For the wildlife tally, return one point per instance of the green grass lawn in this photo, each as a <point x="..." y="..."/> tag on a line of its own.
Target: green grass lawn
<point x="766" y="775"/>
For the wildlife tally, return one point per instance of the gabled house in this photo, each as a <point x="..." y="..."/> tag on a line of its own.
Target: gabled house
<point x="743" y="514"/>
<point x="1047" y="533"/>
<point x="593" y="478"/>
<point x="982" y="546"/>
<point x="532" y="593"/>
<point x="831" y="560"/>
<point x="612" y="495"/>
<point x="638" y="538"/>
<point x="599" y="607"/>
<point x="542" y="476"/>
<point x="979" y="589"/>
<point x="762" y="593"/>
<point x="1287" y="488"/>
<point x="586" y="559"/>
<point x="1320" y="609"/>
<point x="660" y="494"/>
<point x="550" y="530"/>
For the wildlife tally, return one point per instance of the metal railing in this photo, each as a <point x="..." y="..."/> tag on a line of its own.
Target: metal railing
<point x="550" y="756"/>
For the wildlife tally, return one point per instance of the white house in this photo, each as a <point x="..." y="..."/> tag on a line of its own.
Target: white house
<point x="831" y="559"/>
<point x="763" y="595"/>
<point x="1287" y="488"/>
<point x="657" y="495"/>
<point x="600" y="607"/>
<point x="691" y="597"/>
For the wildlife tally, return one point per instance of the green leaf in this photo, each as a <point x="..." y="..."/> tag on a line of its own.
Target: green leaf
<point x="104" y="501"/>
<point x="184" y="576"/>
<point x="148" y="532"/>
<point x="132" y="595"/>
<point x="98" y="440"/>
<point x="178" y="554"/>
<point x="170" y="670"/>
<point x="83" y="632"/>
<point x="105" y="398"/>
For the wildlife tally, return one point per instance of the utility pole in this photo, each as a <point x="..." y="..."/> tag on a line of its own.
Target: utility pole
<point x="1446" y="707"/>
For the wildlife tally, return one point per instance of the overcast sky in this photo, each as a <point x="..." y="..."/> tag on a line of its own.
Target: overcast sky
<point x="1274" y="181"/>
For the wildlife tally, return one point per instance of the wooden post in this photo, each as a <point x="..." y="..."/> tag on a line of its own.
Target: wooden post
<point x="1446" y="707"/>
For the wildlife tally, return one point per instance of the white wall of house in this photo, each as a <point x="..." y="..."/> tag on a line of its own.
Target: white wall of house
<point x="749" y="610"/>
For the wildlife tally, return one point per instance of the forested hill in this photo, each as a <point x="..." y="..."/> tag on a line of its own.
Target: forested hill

▶ [SET PROBLEM]
Take the entries above and transcribe them exactly.

▶ [OUTPUT OF THE TASK]
For the wildlife tally, return one point per instance of the green grass lawn in this photo, each as a <point x="..." y="..."/> tag on a line of its own.
Target: green grass lawn
<point x="766" y="775"/>
For the wildlife tally, return one point per instance of the gabled house in this photo, each as a <point x="..." y="..."/> tag on a line of its own.
Target: gabled house
<point x="743" y="514"/>
<point x="1047" y="533"/>
<point x="593" y="478"/>
<point x="982" y="546"/>
<point x="532" y="593"/>
<point x="831" y="560"/>
<point x="612" y="495"/>
<point x="638" y="538"/>
<point x="599" y="607"/>
<point x="542" y="476"/>
<point x="979" y="589"/>
<point x="762" y="593"/>
<point x="1287" y="488"/>
<point x="586" y="559"/>
<point x="1320" y="609"/>
<point x="660" y="494"/>
<point x="550" y="530"/>
For the wildlife tally, return one point per instance of the metal railing in this photo, each as a <point x="..." y="..."/> tag on a line of its own.
Target: metal railing
<point x="550" y="756"/>
For the wildlife tally, return one point per instance of the white house in this photo, each as a <point x="..." y="..."/> tag on a line of its own.
Target: white house
<point x="831" y="559"/>
<point x="763" y="595"/>
<point x="1287" y="488"/>
<point x="657" y="495"/>
<point x="600" y="607"/>
<point x="691" y="597"/>
For the wildlife tally, return one point per instance of the green leaf in this photo, each as a <point x="..." y="..."/> tag on a line of its own.
Target: green leaf
<point x="104" y="501"/>
<point x="184" y="576"/>
<point x="148" y="532"/>
<point x="132" y="595"/>
<point x="98" y="440"/>
<point x="178" y="554"/>
<point x="170" y="670"/>
<point x="83" y="632"/>
<point x="105" y="398"/>
For the wildlife tally, return one point per instance of the utility pole in this photo, each as a <point x="..." y="..."/> tag on a line of its own.
Target: utility pole
<point x="1446" y="707"/>
For the wildlife tally, return one point per instance of the overcast sky in this photo, each as a <point x="..." y="..."/> tag on a line of its own.
Target: overcast sky
<point x="1274" y="181"/>
For the wildlife tally, return one point per instance of the wooden post in this photo, each as a <point x="..." y="..."/> tag on a line of its own.
Target: wooden post
<point x="1446" y="707"/>
For the wildlife tally, return one point per instance of the white wall of house in this photo, each as a <point x="..." y="..."/> tag on a line of its own.
Target: white wall of house
<point x="749" y="610"/>
For the wildlife tally, return one point per instance of the forested hill in this photo, each as a <point x="..." y="..."/> tag on a line of its own.
Target: forested hill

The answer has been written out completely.